# Textauszug
━━━━━━
Junge Leute ohne Berufsausbildung – das ist in den meisten Ländern Standard – haben da in der Regel keine Chance auf eine legale Einreise. „Das Ganze ist eine gewollte Sanktion“, verdeutlicht Florian Eichenmüller, der im Projekt Ausbildungscoaching bei Grünbau arbeitet. Denn ohne Ausbildungsbeihilfe kommt in Deutschland fast kein Lehrling im ersten Ausbildungsjahr auf 800 Euro im Monat. In vielen Berufen schaffen sie kaum die Hälfte – zum Leben reicht das ohne familiären Hintergrund nicht.
Ausbildungsfonds will Unterstützung beim Lebensunterhalt geben
Daher haben Grünbau, Stiftung Soziale Stadt und weitere Partner einen Ausbildungsfonds aufgelegt, der diese Jugendlichen finanziell unterstützt.
Sie schließen die Lücke zwischen der Ausbildungsvergütung und den von der Behörde verlangten 800 Euro. Im Fall der Bäckerazubis Endri, Ildis und Albi sind das rund 7000 Euro, die vom Fonds für die Dauer von drei Jahren zurückgelegt bzw. zugeschossen werden.
Die drei jungen Albaner sind die ersten und bislang einzigen Jugendlichen, die von dem neuen Topf profitieren konnten. Für einen vierten Jugendlichen gäbe es noch Geld. Doch auch weitere sollen profitieren können – daher werden noch weitere Spender gesucht.
Das Absurde: Viele Betriebe suchen händeringend Azubis – der Mangel an Bewerbern ist aktenkundig und unstrittig. Trotzdem gibt es viele Hürden für ausländische Jugendliche. Mancher Arbeitgeber will potenziellen Azubis bei der Lösung der formalen Hürden helfen. Doch im Dschungel der Bürokratie kommen viele nicht weiter. Hier kommt das Ausbildungscoaching von Grünbau ins Spiel. Sie begleiten junge Flüchtlinge und Neuzuwanderer – und auch ihre Ausbildungsbetriebe.
Dortmunder Ausbildungsbetriebe suchen händeringend motivierte Auszubildende
„Diese Begleitung ist für die Betriebe wichtig. Wenn sie sich alleine mit den Ämtern auseinandersetzen, kommen sie häufig nicht weiter“, berichtet Thomas Vorwerk, Chef der gleichnamigen Bäckerei.
„Das ist unverständlich, weil wir ohnehin schon Nachwuchsprobleme haben. Die Ämter sollten froh sein, dass wir auf auf die jungen Flüchtlinge zurückgreifen könnten“, betont der Familienunternehmer.
Auch Vorwerk hat – ebenso wie die Bäckereien Grobe und Dahlmann – jeweils einen albanischen Jugendlichen eingestellt. Alle drei werden von Grünbau begleitet. Auf sie wie ihre Landleute warteten auf dem Weg zur Ausbildung viele Hürden: Denn im Herbst 2015 wurde Albanien zum sicheren Herkunftsstart erklärt und die Jugendlichen konnten keine mehr Ausbildung beginnen, weiß Manfred Schwarz, der die Jugendliche begleitet.
━━━━━━
# Bereitgestellte Daten
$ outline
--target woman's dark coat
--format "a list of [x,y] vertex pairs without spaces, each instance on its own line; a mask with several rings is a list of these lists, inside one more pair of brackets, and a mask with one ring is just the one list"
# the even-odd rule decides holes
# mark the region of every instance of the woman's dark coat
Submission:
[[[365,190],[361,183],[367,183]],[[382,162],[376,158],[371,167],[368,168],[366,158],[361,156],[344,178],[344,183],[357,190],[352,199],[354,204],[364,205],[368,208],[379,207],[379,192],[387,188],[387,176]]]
━━━━━━
# Zu erledigende Aufgabe
Schreibe aus dem Textauszug alles von „Ausbildungsfonds will Unterstützung“ bis hinunter zu „Jugendlichen finanziell unterstützt.“ erneut ab und benenne dabei „Ausbildungsfonds“ in „Unterstützungsfonds“ um.

# Ergebnis
Unterstützungsfonds will Unterstützung beim Lebensunterhalt geben
Daher haben Grünbau, Stiftung Soziale Stadt und weitere Partner einen Unterstützungsfonds aufgelegt, der diese Jugendlichen finanziell unterstützt.